▸ **Elenco attività**
(1) Elenca i componenti della famiglia che il testo di partenza chiama per nome.
(2) Secondo il testo di partenza, quanti genitori riconosce l'ordinamento italiano a ciascuno dei due bambini?

▸ **Testo di partenza**
::::

Lo capisce anche un bambino. Storia di una famiglia inconcepibile

Lo capisce anche un bambino. Storia di una famiglia inconcepibile

Due papà, due figli: questa è la fantastica storia vera di una famiglia felice per natura, ma invisibile per legge. “Concepirsi genitori è una continua dichiarazione d’amore verso la meraviglia del mondo, e una continua dichiarazione di guerra verso ogni sua bruttura.” “Un figlio è sempre una scoperta che muta la geografia del tuo mondo.” E il mondo che questo libro invita a esplorare è quello raccontato dalla voce di un padre, ma osservato con gli occhi di Lorenzo e Martino, due bimbi che condividono la stessa cameretta, la stessa storia di amore, determinazione e cura e, soprattutto, gli stessi genitori: papà Mattia e papà Nicola. È la storia vera, insomma, di una famiglia come le altre: una famiglia felice che, convinta di essere trasparente, una tra le tante, scopre invece di essere invisibile. Perché se l’amore ignora sempre le leggi della fisica e della biologia, la legge talvolta ignora l’amore. A Lorenzo e Martino, infatti, che di genitori ne hanno due, l’ordinamento italiano ne riconosce solo uno per ciascuno. L’altro, per le istituzioni, non è che un mero convivente. Lorenzo e Martino, per la legge italiana, non sono fratelli. “Per il nostro Paese noi siamo quattro simpatici coinquilini che si vogliono tanto bene e che, se trovassero un buon portiere, potrebbero formare un’ottima squadra di calcetto a cinque. Se solo papà Mattia e papà Nicola sapessero giocare a pallone. è questo, il problema.” Con una scrittura delicata e profonda, Mattia Zecca racconta una storia personale ma anche collettiva, che ci riguarda come figli prima ancora che come genitori, nel nostro diritto assoluto di essere visti per quello che siamo. E, in fondo, getta luce sull’unico senso intimo e universale del desiderio di costruire una famiglia: “Essere genitori è prima di tutto un’occasione: quella di essere i bambini che non siamo mai stati, o che non siamo stati abbastanza, o che non siamo stati come avremmo realmente potuto o desiderato. Essere genitori vorrebbe dire, insomma, tornare bambini, ma imparando a esserlo meglio”.

::::

▸ **Raccolta dati**
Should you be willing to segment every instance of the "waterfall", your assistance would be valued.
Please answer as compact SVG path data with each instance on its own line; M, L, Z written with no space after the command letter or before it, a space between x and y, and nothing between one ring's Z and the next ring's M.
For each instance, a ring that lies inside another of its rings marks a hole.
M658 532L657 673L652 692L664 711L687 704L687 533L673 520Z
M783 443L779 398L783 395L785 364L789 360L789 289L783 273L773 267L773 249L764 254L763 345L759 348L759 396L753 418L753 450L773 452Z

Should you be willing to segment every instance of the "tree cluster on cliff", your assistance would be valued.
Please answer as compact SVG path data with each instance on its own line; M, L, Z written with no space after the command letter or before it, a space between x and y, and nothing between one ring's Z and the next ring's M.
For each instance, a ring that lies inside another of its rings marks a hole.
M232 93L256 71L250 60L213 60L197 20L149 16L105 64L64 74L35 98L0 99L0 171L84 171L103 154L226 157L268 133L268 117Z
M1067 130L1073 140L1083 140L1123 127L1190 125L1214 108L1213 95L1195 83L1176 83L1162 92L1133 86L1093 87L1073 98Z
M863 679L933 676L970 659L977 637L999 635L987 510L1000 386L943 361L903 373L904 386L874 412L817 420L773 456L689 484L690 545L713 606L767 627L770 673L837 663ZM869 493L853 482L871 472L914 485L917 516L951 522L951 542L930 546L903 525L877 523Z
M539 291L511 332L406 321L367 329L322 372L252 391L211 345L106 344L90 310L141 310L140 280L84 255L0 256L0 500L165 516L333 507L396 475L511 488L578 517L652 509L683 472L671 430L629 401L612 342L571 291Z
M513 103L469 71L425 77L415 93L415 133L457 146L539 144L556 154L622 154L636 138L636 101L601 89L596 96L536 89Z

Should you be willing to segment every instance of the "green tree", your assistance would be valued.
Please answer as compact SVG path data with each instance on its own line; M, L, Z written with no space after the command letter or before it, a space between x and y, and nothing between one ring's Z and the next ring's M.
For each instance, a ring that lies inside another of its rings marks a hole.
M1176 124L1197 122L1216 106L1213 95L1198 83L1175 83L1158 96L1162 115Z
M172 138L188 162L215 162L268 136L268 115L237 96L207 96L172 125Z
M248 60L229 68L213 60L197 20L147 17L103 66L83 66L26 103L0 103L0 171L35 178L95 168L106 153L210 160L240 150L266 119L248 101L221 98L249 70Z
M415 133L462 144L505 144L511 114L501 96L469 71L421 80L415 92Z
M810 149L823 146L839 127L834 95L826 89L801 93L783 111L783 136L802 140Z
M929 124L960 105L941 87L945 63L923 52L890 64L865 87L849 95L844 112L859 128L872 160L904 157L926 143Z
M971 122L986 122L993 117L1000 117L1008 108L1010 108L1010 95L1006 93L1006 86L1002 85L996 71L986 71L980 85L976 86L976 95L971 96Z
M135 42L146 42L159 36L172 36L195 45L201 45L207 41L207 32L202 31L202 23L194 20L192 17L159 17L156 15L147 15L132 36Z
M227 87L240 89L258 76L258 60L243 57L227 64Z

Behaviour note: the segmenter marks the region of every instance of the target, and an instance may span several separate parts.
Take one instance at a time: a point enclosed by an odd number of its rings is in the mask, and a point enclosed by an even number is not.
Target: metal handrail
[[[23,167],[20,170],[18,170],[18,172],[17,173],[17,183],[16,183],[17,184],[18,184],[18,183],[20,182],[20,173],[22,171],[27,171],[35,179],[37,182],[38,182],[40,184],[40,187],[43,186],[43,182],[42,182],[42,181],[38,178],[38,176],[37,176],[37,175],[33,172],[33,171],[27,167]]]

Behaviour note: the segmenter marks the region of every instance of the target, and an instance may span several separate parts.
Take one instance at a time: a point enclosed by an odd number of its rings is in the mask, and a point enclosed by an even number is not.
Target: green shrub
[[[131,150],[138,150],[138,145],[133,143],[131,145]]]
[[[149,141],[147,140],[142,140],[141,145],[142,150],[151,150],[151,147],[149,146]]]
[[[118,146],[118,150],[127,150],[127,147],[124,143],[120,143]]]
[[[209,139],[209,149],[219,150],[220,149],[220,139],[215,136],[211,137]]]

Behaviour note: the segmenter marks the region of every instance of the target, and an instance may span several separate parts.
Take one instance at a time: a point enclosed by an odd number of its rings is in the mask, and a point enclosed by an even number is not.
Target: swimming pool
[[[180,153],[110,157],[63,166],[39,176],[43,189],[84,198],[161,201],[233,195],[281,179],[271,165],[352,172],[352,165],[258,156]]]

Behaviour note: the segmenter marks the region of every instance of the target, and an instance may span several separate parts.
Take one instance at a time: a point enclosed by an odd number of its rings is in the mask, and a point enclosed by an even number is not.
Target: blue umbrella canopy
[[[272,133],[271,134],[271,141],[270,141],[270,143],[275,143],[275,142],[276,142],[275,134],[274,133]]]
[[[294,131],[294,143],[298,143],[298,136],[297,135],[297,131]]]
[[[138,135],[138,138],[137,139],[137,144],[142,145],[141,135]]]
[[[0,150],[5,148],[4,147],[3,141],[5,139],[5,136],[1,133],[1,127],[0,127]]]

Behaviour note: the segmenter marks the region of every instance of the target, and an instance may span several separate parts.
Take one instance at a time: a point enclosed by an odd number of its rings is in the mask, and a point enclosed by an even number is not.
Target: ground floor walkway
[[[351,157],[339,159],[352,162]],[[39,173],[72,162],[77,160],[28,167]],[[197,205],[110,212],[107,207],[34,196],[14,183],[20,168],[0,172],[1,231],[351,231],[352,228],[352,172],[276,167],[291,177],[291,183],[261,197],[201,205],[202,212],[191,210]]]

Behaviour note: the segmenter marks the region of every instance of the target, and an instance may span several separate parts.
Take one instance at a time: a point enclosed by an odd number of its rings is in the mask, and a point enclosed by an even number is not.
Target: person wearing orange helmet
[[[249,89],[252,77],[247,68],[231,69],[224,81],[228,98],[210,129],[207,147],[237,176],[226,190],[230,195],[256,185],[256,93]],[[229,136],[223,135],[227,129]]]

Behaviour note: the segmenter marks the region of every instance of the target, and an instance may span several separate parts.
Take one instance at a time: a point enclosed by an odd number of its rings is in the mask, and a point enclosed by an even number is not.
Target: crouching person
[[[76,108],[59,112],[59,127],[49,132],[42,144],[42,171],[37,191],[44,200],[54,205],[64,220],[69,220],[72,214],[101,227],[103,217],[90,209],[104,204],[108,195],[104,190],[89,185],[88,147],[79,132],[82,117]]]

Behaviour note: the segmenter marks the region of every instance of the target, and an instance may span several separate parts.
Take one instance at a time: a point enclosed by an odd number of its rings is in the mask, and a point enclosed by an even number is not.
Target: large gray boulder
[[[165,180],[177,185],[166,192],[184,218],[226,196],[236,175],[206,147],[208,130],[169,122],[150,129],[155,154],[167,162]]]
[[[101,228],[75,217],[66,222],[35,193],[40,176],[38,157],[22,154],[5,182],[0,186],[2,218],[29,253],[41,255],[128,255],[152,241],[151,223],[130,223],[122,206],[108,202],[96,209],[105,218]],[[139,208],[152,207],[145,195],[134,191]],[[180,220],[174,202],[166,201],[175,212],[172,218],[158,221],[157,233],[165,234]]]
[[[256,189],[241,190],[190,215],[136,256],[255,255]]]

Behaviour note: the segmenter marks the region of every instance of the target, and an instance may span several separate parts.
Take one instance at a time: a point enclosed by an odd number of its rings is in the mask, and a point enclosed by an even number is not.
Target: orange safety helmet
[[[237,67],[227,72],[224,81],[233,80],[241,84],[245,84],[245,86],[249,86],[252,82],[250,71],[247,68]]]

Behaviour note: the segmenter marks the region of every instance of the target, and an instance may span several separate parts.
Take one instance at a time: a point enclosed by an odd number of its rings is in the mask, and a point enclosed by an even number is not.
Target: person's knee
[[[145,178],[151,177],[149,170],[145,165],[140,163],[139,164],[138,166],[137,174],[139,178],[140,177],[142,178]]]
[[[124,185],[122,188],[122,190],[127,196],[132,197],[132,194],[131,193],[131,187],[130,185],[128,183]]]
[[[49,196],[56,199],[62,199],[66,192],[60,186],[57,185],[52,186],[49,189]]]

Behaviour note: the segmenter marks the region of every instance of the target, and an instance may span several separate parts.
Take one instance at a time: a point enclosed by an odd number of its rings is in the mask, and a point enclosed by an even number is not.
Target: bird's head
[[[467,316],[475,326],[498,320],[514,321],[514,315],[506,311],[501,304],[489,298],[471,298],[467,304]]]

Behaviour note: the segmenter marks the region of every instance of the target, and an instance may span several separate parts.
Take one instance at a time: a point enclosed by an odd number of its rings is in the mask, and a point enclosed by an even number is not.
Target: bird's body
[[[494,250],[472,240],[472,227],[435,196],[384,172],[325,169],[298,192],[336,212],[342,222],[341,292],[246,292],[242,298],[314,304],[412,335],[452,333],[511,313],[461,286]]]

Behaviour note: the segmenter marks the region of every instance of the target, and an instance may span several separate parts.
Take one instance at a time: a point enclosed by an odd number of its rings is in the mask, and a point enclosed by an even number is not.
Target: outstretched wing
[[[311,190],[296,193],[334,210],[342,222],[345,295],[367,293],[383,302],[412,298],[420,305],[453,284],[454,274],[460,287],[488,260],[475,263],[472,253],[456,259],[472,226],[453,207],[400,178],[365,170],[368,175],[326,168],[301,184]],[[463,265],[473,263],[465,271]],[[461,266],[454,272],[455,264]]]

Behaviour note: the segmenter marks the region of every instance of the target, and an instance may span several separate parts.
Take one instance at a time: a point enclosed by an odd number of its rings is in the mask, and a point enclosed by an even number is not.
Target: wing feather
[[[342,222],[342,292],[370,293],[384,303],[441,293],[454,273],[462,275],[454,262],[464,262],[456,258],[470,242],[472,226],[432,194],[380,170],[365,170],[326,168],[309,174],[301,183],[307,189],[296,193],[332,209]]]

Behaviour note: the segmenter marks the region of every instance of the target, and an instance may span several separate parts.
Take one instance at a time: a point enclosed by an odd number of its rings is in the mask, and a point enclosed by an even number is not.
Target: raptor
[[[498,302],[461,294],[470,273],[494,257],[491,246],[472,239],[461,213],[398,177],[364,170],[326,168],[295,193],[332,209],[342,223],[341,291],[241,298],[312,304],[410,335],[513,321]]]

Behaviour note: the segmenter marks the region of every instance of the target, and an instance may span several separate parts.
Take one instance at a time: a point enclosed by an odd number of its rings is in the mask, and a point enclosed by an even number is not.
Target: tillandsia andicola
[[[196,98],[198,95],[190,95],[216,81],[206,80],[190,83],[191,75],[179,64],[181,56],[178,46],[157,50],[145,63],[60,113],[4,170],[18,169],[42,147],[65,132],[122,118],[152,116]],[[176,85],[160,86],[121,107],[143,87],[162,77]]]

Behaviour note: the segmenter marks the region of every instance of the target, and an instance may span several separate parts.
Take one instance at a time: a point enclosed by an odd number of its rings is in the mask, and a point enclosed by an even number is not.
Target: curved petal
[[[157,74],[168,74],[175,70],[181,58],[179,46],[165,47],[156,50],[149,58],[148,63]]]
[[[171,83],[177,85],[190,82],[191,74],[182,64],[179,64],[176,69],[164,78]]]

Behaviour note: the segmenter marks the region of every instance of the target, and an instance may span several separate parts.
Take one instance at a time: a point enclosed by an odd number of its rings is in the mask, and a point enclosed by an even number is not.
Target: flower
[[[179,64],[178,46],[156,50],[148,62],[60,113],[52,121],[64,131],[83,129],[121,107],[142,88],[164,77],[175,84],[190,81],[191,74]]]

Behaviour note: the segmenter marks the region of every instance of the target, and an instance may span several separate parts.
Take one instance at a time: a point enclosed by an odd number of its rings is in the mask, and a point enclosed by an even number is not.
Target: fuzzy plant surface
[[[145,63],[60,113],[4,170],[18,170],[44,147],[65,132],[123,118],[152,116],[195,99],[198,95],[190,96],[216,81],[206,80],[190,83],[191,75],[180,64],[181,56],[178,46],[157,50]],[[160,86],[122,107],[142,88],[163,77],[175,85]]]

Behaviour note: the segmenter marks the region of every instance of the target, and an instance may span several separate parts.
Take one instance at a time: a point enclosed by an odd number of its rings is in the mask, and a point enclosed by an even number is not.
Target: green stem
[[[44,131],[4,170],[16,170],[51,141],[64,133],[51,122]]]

::::

▸ **Risposte date**
(1) Lorenzo, Martino, papà Mattia, papà Nicola

(2) Ne riconosce solo uno per ciascuno.